Given passage ▸
......

SPCC: Testruns of Stockfish 220917 finished

Discussion of computer chess matches and engine tournaments.

Moderator: Ras

User avatar
pohl4711
Posts: 2821
Joined: Sat Sep 03, 2011 7:25 am
Location: Berlin, Germany
Full name: Stefan Pohl

SPCC: Testruns of Stockfish 220917 finished

Post by pohl4711 »

Ratinglist- and regression-testruns of Stockfish 220917 finished.


https://www.sp-cc.de

Also take a look at the EAS-Ratinglist, the world's first engine-ratinglist not measuring strength of engines but engines's style of play:
https://www.sp-cc.de/eas-ratinglist.htm

(Perhaps you have to clear your browsercache or reload the website)
mehmet123
Posts: 692
Joined: Sun Jan 26, 2020 10:38 pm
Location: Turkey
Full name: Mehmet Karaman

Re: SPCC: Testruns of Stockfish 220917 finished

Post by mehmet123 »

Elo difference at Rating List and VLTC Regression Test is very different.

......

Records for processing ▸
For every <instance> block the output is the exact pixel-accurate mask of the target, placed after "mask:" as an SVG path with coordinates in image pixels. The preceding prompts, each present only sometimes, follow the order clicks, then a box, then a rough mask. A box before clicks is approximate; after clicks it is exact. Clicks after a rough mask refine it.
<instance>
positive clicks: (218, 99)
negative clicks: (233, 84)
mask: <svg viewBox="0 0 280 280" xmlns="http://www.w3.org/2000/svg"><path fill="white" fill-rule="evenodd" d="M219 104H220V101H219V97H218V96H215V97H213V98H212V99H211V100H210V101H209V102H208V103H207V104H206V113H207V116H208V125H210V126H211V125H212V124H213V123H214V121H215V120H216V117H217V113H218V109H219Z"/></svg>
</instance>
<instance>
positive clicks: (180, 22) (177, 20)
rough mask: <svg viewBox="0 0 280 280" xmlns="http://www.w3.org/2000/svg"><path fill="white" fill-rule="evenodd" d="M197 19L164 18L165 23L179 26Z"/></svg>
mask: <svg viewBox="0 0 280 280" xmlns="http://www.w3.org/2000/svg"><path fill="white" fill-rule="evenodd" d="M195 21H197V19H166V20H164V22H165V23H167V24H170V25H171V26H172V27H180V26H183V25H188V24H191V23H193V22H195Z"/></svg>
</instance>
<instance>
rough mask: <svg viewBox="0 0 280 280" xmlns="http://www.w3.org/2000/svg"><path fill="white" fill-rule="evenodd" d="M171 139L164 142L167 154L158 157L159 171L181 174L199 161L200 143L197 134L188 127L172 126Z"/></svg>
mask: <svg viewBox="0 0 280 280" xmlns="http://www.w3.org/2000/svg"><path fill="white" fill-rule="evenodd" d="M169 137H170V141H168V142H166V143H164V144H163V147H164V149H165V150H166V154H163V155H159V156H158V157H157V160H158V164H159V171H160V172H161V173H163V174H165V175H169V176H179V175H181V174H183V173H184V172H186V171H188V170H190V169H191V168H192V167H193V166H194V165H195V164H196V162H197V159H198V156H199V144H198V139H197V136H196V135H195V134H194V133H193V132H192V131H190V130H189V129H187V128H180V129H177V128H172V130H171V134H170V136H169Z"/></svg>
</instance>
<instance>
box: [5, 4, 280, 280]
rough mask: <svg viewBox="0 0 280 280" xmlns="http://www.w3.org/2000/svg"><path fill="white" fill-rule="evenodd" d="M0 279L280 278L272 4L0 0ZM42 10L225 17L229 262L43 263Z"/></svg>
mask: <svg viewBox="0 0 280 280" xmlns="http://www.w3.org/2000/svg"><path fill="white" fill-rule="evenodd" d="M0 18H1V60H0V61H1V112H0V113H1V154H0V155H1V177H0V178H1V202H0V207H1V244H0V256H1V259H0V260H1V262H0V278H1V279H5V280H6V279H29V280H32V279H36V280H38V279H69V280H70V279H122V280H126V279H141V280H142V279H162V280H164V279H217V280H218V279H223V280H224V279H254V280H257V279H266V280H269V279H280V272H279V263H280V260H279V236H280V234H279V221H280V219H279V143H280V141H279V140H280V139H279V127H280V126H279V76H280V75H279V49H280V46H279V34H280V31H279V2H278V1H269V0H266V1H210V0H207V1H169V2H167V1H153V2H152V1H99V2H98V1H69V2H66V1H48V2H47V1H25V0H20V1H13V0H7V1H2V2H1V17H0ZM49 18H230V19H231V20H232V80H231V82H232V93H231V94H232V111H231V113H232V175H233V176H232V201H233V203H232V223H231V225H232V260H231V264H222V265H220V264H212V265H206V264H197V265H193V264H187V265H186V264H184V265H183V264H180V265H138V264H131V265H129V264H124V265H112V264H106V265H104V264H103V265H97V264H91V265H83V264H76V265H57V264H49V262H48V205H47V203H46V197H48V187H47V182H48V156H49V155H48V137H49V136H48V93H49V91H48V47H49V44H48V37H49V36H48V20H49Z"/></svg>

......

Exercises ▸
1. Print the forum thread about the Stockfish 220917 testruns word for word, from its title line to its last post.
2. Output the entries from their first line through the line containing "negative clicks: (233, 84)", with both of those lines included and nothing else.

Results of the tasks ▸
1.
SPCC: Testruns of Stockfish 220917 finished

Discussion of computer chess matches and engine tournaments.

Moderator: Ras

User avatar
pohl4711
Posts: 2821
Joined: Sat Sep 03, 2011 7:25 am
Location: Berlin, Germany
Full name: Stefan Pohl

SPCC: Testruns of Stockfish 220917 finished

Post by pohl4711 »

Ratinglist- and regression-testruns of Stockfish 220917 finished.


https://www.sp-cc.de

Also take a look at the EAS-Ratinglist, the world's first engine-ratinglist not measuring strength of engines but engines's style of play:
https://www.sp-cc.de/eas-ratinglist.htm

(Perhaps you have to clear your browsercache or reload the website)
mehmet123
Posts: 692
Joined: Sun Jan 26, 2020 10:38 pm
Location: Turkey
Full name: Mehmet Karaman

Re: SPCC: Testruns of Stockfish 220917 finished

Post by mehmet123 »

Elo difference at Rating List and VLTC Regression Test is very different.

2.
For every <instance> block the output is the exact pixel-accurate mask of the target, placed after "mask:" as an SVG path with coordinates in image pixels. The preceding prompts, each present only sometimes, follow the order clicks, then a box, then a rough mask. A box before clicks is approximate; after clicks it is exact. Clicks after a rough mask refine it.
<instance>
positive clicks: (218, 99)
negative clicks: (233, 84)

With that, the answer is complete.